---- PROVIDED RECORDS
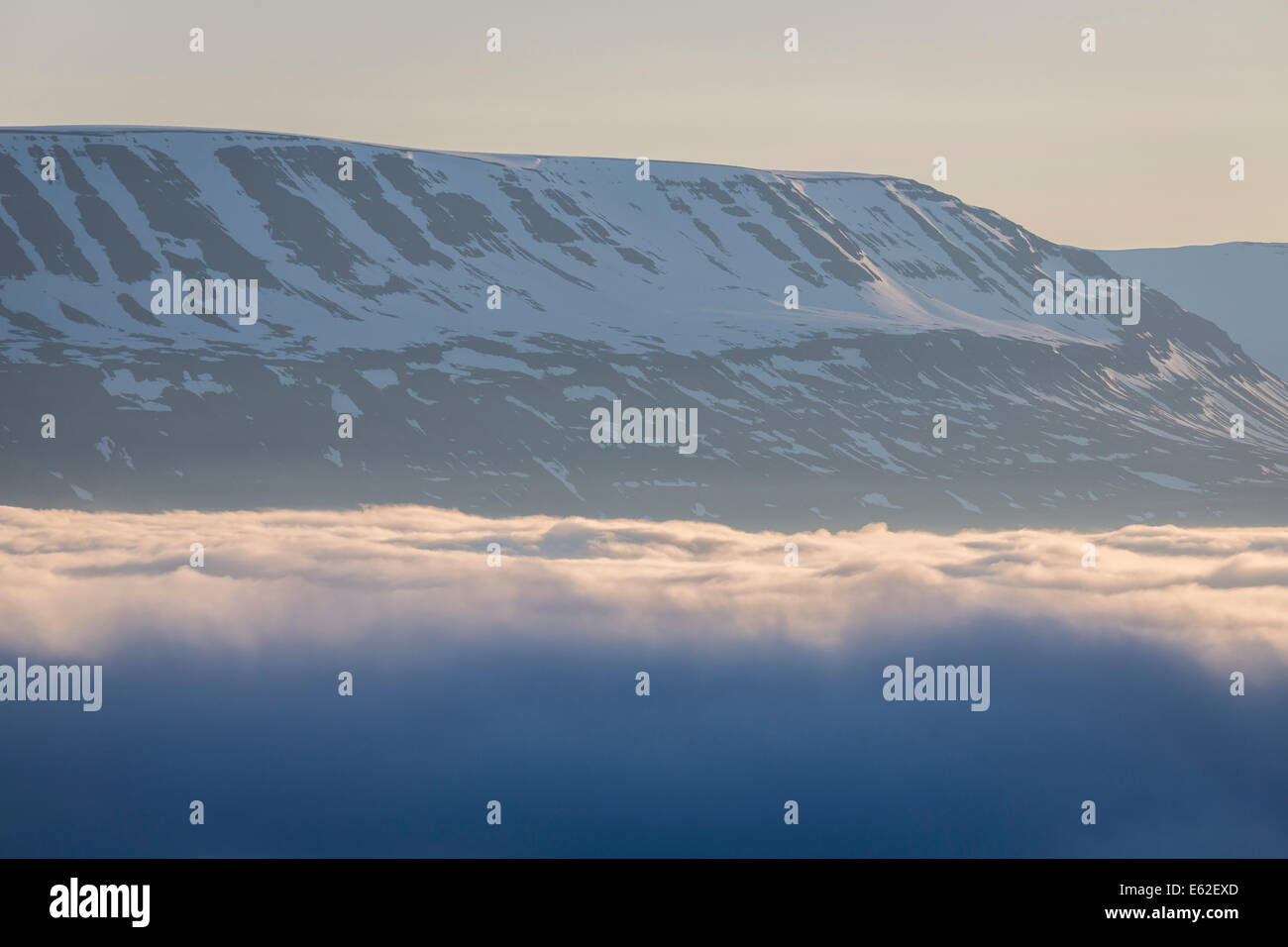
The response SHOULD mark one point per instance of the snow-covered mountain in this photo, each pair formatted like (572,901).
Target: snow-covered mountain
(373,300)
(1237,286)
--------
---- PROVIDED RECORDS
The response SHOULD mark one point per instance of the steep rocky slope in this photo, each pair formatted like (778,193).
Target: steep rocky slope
--------
### STATED GOAL
Locate every line in the data above that contains the string "mountain" and copy those lines out. Case counts when matching.

### TASK OUTPUT
The response SHOULD mark one point per instance of the snow-covered mountain in this photo, each pair formatted like (572,901).
Target: snow-covered mountain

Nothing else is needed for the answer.